Selected text =
-------

Re: Organization of Java-SQL-DB Interface

Posted by "Mattmann, Chris A (388J)" <ch...@jpl.nasa.gov>.
Hi Brian,

I shared your concerns, *and* your enthusiasm. 

Mike: I think you can use JIRA issue https://issues.apache.org/jira/browse/OODT-393 and 
we'll be happy to help you shepherd this.

Cheers,
Chris

On Apr 4, 2012, at 1:37 PM, <ho...@me.com> <ho...@me.com> wrote:

> hey mike,
> 
> Are you looking do something like this?  Storing queries in a file and adding in values utilizing PathUtils replacement:
> SELECT DISTINCT product_id from MOA_IASI_L1C_Metadata where element_id = 'urn:peate:NominalDate' and element_value = '[NominalDate]';
> 
> While this is cool and convenient, i see a few problems with dynamically loading the queries:
> 1) The inline queries in Java are able to be well unit-tested
> 2) Making the queries too easy to change can be a production code nightmare... This is the SQL which determines if the Product's metadata gets ingested correctly or not... i wouldn't want to just be able to easily changes these without going through a rigorous testing process to be sure they work correctly
> 
> While i noted these problems, i'm not adverse to this being checked in as a new implementation... i'd be interested to see what you've got... could you create a JIRA issue and attach your code?

-------

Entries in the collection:

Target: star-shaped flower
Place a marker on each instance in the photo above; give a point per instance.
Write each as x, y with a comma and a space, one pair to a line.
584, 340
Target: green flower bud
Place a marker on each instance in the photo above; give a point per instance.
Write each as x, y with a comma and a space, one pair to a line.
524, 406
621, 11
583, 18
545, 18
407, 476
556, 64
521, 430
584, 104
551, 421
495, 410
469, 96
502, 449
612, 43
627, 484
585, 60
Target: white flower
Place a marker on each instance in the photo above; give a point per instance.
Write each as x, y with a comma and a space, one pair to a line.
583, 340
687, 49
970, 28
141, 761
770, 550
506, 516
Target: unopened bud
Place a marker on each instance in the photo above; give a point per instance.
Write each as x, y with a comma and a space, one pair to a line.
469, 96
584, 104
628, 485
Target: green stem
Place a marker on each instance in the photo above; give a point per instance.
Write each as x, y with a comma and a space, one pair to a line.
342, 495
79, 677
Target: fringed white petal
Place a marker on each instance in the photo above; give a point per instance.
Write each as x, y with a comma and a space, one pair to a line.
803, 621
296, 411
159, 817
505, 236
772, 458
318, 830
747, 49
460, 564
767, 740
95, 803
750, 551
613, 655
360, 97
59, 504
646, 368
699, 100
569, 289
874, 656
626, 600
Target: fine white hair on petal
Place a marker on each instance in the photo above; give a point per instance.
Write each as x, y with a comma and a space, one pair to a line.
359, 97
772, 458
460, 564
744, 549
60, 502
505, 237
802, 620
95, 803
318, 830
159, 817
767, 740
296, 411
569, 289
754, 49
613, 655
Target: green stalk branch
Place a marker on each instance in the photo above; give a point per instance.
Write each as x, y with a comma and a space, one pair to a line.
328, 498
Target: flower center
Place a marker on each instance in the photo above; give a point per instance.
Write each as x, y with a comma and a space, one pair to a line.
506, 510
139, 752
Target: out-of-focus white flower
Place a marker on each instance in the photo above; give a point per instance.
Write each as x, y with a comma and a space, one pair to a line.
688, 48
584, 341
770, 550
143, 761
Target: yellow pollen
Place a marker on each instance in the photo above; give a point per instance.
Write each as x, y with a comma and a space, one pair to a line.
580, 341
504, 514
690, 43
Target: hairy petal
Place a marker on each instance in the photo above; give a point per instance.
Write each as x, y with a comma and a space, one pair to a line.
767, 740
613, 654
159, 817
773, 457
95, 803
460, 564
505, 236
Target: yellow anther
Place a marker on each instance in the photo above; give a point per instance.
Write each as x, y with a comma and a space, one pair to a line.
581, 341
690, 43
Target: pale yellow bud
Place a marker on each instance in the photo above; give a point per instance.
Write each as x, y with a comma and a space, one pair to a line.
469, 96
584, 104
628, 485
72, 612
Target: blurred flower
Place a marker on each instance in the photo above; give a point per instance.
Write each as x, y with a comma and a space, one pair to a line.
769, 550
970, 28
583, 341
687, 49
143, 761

-------

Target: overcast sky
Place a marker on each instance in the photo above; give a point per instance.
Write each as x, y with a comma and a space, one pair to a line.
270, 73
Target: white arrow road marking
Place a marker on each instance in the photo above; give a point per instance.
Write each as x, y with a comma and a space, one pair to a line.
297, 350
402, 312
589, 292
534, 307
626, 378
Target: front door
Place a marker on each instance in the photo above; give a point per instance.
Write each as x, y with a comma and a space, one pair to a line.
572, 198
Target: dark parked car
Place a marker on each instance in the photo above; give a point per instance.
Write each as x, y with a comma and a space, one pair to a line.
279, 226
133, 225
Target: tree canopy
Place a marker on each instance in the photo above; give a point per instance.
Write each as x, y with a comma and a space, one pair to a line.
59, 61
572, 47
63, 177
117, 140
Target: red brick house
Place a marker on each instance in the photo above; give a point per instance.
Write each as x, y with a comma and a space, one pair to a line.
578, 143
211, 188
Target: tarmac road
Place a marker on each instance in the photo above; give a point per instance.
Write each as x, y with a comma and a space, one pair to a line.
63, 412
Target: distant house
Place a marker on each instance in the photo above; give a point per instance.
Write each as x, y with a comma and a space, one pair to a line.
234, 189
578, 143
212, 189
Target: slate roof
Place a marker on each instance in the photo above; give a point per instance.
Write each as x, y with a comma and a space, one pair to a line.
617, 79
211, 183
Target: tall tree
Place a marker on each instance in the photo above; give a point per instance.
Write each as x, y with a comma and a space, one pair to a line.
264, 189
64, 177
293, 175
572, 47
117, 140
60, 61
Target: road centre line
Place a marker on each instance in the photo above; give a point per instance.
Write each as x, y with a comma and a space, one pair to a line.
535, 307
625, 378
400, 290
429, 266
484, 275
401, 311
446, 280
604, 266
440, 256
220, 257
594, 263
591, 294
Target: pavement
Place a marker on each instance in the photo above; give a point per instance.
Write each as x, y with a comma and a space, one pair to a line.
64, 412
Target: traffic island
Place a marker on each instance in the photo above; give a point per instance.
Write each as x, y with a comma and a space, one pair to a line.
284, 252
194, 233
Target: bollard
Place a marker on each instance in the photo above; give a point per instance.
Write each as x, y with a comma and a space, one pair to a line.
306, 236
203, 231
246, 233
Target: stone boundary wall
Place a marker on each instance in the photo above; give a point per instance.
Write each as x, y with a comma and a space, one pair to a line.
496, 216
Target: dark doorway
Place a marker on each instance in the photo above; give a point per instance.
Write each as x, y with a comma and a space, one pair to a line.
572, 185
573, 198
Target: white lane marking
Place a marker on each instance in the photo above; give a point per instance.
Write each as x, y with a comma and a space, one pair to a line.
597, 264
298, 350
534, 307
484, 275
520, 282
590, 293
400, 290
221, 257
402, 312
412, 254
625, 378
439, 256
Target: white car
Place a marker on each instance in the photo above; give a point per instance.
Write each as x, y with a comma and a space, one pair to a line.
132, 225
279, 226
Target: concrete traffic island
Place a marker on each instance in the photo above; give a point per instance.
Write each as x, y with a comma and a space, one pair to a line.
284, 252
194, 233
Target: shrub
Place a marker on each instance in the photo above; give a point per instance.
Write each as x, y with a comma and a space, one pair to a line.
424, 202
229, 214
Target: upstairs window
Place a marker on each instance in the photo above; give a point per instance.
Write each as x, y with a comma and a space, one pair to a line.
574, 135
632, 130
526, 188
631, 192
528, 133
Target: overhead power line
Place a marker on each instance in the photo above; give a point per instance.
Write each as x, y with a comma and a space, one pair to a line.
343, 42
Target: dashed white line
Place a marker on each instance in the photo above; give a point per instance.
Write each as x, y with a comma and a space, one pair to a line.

-------

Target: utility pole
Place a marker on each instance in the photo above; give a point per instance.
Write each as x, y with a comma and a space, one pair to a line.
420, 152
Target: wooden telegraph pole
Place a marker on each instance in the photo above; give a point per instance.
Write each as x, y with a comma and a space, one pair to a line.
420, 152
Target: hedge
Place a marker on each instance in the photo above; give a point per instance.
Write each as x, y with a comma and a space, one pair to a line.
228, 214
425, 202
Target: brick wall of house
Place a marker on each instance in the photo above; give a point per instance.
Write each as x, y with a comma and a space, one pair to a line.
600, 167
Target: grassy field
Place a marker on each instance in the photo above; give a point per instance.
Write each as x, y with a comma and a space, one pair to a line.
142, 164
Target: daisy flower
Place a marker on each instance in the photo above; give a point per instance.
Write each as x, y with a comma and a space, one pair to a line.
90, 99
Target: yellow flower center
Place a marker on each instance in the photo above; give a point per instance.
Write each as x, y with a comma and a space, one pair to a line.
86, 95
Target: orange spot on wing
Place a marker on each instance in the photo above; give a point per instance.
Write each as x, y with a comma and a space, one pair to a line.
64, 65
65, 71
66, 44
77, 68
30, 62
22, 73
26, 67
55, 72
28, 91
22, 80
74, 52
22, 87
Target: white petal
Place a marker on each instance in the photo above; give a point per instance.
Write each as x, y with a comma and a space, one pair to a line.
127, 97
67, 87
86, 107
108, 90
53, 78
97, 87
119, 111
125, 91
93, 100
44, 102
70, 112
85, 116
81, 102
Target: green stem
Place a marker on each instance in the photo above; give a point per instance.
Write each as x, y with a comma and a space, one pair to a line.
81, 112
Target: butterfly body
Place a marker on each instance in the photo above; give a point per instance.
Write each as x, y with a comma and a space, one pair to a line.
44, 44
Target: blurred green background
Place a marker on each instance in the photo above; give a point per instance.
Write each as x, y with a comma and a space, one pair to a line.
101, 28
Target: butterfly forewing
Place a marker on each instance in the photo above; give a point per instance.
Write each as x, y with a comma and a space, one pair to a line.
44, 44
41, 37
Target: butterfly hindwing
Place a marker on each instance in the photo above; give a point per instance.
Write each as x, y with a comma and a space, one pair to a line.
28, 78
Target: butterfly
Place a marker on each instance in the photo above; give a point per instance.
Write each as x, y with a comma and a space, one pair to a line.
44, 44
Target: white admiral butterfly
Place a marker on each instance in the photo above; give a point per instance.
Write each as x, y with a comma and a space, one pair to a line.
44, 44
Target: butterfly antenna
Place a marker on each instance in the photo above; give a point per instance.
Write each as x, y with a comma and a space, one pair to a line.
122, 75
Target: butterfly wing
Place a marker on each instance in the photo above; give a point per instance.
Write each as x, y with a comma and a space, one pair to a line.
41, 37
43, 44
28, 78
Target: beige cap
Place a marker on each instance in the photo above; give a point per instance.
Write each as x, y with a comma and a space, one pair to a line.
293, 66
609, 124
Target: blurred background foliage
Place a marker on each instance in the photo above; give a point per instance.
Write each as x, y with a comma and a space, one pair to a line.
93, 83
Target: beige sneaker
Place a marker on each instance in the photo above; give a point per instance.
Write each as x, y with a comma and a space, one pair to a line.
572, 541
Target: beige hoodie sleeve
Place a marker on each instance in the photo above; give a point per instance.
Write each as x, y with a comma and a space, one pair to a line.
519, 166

-------

Brief A =
In the mailing-list thread, which JIRA issue does Chris suggest Mike use?
Brief B =
Copy out each line of the records that contains the word "beige".

Full solution A =
JIRA issue OODT-393 (https://issues.apache.org/jira/browse/OODT-393).

Full solution B =
Target: beige cap
Target: beige sneaker
Target: beige hoodie sleeve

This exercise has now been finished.